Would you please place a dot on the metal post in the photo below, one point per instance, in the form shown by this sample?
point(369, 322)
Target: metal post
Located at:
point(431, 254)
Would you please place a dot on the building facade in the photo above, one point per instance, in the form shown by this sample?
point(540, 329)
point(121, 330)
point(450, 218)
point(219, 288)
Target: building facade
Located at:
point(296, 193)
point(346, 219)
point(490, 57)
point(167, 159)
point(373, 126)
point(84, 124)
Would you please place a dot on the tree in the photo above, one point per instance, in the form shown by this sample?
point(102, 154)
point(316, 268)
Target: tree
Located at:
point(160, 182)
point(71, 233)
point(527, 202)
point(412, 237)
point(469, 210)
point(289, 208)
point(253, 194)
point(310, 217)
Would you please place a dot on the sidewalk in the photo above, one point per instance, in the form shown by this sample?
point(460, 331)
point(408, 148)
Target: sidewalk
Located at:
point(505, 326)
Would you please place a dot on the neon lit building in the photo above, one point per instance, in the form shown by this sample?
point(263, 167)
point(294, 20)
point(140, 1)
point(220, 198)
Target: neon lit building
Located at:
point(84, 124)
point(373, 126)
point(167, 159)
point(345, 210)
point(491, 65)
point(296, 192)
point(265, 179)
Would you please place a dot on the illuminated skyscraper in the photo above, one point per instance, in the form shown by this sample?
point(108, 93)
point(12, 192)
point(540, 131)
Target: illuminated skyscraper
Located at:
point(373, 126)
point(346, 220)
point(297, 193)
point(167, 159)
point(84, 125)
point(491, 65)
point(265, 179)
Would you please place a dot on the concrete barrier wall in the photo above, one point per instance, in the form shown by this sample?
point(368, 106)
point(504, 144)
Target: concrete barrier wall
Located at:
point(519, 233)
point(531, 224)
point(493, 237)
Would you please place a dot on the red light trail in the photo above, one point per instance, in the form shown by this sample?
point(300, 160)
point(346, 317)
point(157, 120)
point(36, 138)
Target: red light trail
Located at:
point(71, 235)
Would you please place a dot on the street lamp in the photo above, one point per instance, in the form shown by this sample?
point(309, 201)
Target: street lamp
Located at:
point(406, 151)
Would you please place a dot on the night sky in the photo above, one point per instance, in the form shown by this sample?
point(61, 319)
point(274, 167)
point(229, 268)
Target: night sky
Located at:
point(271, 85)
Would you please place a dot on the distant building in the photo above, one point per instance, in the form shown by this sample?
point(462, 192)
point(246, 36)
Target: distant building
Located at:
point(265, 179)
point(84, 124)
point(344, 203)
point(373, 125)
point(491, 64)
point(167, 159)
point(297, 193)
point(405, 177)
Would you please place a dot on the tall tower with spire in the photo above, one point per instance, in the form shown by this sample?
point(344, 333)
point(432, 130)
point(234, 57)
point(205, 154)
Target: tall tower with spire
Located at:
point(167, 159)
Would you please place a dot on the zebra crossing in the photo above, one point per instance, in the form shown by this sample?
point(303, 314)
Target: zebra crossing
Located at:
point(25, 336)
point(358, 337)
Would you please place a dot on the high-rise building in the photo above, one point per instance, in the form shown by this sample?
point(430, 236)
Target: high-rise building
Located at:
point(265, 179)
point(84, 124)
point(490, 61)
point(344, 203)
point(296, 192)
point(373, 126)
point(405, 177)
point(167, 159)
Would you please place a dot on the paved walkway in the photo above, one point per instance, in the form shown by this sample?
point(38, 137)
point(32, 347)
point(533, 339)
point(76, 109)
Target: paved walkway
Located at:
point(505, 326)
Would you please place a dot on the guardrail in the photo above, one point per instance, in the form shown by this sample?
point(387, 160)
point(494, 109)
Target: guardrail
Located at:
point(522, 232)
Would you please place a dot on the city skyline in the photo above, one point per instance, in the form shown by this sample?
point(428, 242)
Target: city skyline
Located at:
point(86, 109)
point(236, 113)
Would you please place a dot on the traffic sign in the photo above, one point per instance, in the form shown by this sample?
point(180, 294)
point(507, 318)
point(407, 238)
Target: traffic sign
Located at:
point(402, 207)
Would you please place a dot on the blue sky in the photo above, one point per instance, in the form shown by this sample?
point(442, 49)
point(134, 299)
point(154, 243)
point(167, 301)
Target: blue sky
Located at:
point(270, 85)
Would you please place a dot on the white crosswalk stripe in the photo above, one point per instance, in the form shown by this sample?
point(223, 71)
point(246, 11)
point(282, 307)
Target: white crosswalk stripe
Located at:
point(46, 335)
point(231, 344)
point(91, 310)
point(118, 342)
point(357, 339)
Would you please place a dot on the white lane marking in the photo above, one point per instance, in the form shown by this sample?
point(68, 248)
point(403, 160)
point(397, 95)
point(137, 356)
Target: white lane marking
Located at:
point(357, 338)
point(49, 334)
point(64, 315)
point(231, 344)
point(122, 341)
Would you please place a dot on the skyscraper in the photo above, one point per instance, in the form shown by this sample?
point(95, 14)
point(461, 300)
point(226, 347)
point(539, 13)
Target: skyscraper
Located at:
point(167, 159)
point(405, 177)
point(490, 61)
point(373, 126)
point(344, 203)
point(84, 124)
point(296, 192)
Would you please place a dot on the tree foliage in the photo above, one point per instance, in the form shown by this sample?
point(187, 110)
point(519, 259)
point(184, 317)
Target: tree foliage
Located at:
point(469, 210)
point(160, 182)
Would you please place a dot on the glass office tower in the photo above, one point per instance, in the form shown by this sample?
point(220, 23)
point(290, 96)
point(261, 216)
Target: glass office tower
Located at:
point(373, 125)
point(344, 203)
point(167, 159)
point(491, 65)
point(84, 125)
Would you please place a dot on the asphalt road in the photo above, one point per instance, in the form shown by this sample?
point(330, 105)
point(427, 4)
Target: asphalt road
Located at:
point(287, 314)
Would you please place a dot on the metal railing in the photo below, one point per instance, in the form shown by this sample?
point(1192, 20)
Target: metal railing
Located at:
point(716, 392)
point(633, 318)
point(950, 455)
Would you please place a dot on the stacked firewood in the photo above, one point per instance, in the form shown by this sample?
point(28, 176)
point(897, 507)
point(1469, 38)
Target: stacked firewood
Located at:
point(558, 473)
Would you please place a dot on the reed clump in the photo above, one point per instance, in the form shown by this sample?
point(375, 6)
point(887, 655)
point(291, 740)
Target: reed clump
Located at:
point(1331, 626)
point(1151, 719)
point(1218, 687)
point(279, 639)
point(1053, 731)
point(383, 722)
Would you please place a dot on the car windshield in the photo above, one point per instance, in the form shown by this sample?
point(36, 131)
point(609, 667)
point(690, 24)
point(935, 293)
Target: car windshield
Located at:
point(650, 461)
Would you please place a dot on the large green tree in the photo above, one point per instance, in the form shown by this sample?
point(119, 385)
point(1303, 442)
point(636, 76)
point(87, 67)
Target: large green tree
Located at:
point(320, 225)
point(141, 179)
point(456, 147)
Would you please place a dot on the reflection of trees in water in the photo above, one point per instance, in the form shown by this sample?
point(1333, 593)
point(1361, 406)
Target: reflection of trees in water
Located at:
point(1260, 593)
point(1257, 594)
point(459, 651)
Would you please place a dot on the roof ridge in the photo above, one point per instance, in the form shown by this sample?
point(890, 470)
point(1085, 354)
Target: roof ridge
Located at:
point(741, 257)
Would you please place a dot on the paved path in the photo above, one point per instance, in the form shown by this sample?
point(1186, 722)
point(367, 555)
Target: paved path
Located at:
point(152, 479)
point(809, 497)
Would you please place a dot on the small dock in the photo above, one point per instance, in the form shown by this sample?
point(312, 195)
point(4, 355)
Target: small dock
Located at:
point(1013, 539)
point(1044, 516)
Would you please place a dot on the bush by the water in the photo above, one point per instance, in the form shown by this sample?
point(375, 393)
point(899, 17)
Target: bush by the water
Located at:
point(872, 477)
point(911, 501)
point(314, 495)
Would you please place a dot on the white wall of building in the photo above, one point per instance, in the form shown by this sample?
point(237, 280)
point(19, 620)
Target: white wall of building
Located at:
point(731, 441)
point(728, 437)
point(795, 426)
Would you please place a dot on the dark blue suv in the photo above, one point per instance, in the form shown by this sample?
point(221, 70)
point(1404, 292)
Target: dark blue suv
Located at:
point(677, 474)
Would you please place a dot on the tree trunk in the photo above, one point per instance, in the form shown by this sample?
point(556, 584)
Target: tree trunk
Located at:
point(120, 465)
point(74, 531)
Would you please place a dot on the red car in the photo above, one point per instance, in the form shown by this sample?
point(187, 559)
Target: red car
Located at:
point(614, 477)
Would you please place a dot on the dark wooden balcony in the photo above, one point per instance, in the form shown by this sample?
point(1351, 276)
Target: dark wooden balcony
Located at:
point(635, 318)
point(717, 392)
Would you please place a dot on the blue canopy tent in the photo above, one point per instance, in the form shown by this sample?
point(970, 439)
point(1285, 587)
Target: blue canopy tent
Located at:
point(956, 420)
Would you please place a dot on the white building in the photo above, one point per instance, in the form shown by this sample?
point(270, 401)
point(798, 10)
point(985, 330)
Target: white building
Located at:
____
**Task goal:** What you return must be the lines above that run from the line with "point(1303, 442)" to the line with "point(1085, 354)", inclusive, each copied exactly.

**Response for this exercise:**
point(1303, 442)
point(636, 76)
point(87, 67)
Target: large green tree
Located at:
point(320, 225)
point(141, 179)
point(456, 147)
Would you please place a dot on the reflection of trees in water in the photo above, one point per instance, in the form shown by this sample?
point(1333, 593)
point(1361, 406)
Target: reflection of trees in water
Located at:
point(1260, 593)
point(1257, 594)
point(459, 651)
Would you please place a dot on the roof ridge in the photo above, one point per instance, in the form shown by this sample?
point(890, 470)
point(1085, 354)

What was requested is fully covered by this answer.